::: Source records :::

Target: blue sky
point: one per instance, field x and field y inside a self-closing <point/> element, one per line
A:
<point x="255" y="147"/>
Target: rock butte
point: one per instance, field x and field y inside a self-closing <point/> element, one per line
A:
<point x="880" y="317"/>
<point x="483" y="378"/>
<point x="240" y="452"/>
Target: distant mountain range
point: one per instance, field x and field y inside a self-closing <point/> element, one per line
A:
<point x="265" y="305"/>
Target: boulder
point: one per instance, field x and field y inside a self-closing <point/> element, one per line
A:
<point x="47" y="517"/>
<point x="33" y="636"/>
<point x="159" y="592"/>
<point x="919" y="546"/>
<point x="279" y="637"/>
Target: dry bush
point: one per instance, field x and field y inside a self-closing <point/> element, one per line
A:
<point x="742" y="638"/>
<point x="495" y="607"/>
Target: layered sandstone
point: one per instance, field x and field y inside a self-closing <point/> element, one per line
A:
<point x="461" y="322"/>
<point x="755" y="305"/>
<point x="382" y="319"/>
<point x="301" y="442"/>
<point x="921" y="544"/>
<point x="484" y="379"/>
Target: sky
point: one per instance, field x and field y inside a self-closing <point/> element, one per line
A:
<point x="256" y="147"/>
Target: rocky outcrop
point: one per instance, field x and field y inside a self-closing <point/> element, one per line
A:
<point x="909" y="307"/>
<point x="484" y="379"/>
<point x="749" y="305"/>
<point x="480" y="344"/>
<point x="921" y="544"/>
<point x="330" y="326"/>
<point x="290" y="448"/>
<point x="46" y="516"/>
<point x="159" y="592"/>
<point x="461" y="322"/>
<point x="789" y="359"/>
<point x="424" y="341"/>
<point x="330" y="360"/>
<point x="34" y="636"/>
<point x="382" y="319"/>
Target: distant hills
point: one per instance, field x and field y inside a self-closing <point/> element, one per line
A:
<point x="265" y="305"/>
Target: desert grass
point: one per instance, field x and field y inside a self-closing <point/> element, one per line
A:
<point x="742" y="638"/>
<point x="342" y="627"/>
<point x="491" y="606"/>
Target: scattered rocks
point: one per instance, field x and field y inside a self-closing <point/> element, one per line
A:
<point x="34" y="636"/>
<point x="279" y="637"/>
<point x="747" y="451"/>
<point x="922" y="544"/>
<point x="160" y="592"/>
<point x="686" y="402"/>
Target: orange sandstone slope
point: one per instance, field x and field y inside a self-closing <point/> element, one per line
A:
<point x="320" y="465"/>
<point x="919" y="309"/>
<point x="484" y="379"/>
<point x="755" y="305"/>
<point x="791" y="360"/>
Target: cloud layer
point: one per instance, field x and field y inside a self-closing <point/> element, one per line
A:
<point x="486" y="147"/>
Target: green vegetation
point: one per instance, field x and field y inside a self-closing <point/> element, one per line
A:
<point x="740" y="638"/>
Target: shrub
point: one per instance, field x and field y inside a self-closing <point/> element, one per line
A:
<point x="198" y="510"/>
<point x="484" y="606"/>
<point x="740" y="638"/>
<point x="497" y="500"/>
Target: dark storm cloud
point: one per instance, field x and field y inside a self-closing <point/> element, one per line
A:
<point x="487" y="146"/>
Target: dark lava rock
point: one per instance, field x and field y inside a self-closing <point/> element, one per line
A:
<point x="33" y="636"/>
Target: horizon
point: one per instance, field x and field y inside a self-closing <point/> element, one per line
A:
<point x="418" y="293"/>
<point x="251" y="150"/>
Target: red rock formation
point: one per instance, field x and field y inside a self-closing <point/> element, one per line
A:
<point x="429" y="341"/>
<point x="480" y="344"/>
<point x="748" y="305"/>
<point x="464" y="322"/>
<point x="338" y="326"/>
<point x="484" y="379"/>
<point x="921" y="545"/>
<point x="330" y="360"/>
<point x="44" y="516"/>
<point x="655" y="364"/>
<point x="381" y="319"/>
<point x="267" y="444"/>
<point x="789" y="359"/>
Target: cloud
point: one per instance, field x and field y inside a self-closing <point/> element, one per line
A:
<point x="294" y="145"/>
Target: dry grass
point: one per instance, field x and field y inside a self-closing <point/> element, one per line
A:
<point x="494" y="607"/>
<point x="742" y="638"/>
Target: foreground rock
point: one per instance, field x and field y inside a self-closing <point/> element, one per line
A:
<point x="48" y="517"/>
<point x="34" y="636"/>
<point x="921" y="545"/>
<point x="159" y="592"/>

:::

- _Exercise objective_:
Exactly reproduce every line of the records.

- _Solution for this problem_:
Target: blue sky
point: one per instance, field x and field y inside a self-closing <point/> element, one per line
A:
<point x="255" y="147"/>
Target: rock butte
point: one per instance, field x and field y inside a self-closing <point/> element, one per line
A:
<point x="880" y="317"/>
<point x="483" y="378"/>
<point x="240" y="452"/>
Target: distant mountain range
point: one per instance, field x and field y inside a self-closing <point/> element, one per line
A:
<point x="265" y="305"/>
Target: boulder
point: one per instance, field x and field y inside a self-closing <point/> element, one per line
A:
<point x="47" y="517"/>
<point x="33" y="636"/>
<point x="159" y="592"/>
<point x="919" y="546"/>
<point x="279" y="637"/>
Target: dry bush
point: one per instance, field x and field y inside a self-closing <point/> element, one per line
A:
<point x="742" y="638"/>
<point x="495" y="607"/>
Target: layered sandstone
point: one per instance, field x and field y inside a self-closing <point/> element, one per line
A:
<point x="461" y="322"/>
<point x="755" y="305"/>
<point x="382" y="319"/>
<point x="301" y="442"/>
<point x="921" y="544"/>
<point x="484" y="379"/>
Target: sky
point: one per instance, field x and field y inside a self-closing <point/> element, one per line
A:
<point x="256" y="147"/>
Target: rocky outcrop
point: one per instance, field x and field y inside a self-closing <point/> element, one per line
A:
<point x="909" y="307"/>
<point x="484" y="379"/>
<point x="749" y="305"/>
<point x="480" y="344"/>
<point x="921" y="544"/>
<point x="330" y="326"/>
<point x="290" y="448"/>
<point x="46" y="516"/>
<point x="159" y="592"/>
<point x="461" y="322"/>
<point x="789" y="359"/>
<point x="424" y="341"/>
<point x="330" y="360"/>
<point x="34" y="636"/>
<point x="382" y="319"/>
Target: distant hills
point: one per instance, field x and field y inside a self-closing <point/> element, one per line
A:
<point x="265" y="305"/>
Target: desert grass
point: one per instance, field x and field y inside a self-closing <point/> element, one per line
A:
<point x="742" y="638"/>
<point x="342" y="627"/>
<point x="491" y="606"/>
Target: scattered rocks
point: one per instance, field x and field y inside a self-closing <point/> element, one per line
A:
<point x="34" y="636"/>
<point x="279" y="637"/>
<point x="747" y="451"/>
<point x="922" y="544"/>
<point x="160" y="592"/>
<point x="686" y="402"/>
Target: orange sandstone slope
point: one per instance, field x and field y inside a self-closing <point/> element, one per line
A:
<point x="320" y="465"/>
<point x="919" y="309"/>
<point x="484" y="379"/>
<point x="755" y="305"/>
<point x="791" y="360"/>
Target: cloud layer
point: one per instance, field x and field y inside a self-closing <point/> element, one per line
A:
<point x="486" y="147"/>
Target: green vegetation
point: one per instance, field x and field y inside a self-closing <point/> element, one per line
A:
<point x="740" y="638"/>
Target: shrub
point: one per instance, field x and field y inside a self-closing <point/> element, one per line
A:
<point x="198" y="510"/>
<point x="484" y="606"/>
<point x="740" y="638"/>
<point x="497" y="500"/>
Target: dark storm cloud
point: one per instance, field x and field y inside a self-closing <point/> element, one per line
A:
<point x="487" y="146"/>
Target: dark lava rock
point: one per instance, field x and field y inside a self-closing <point/> element, one per line
A:
<point x="33" y="636"/>
Target: horizon
point: one per instance, field x and field y inside a self-closing <point/> element, one per line
A:
<point x="418" y="293"/>
<point x="251" y="150"/>
Target: red rock formation
point: one per instance, field x and field y inside a self-closing <point/> element, one per line
A:
<point x="429" y="341"/>
<point x="480" y="344"/>
<point x="748" y="305"/>
<point x="464" y="322"/>
<point x="338" y="326"/>
<point x="484" y="379"/>
<point x="921" y="545"/>
<point x="330" y="360"/>
<point x="44" y="516"/>
<point x="655" y="364"/>
<point x="381" y="319"/>
<point x="267" y="444"/>
<point x="789" y="359"/>
Target: cloud
point: one per instance, field x and field y inside a self-closing <point/> element, one per line
A:
<point x="294" y="145"/>
Target: dry grass
point: one per instance, field x and field y inside a self-closing <point/> element, one per line
A:
<point x="494" y="607"/>
<point x="742" y="638"/>
Target: foreground rock
point: one per instance, field x and field y inside a self-closing <point/> element, one per line
A:
<point x="48" y="517"/>
<point x="34" y="636"/>
<point x="921" y="545"/>
<point x="159" y="592"/>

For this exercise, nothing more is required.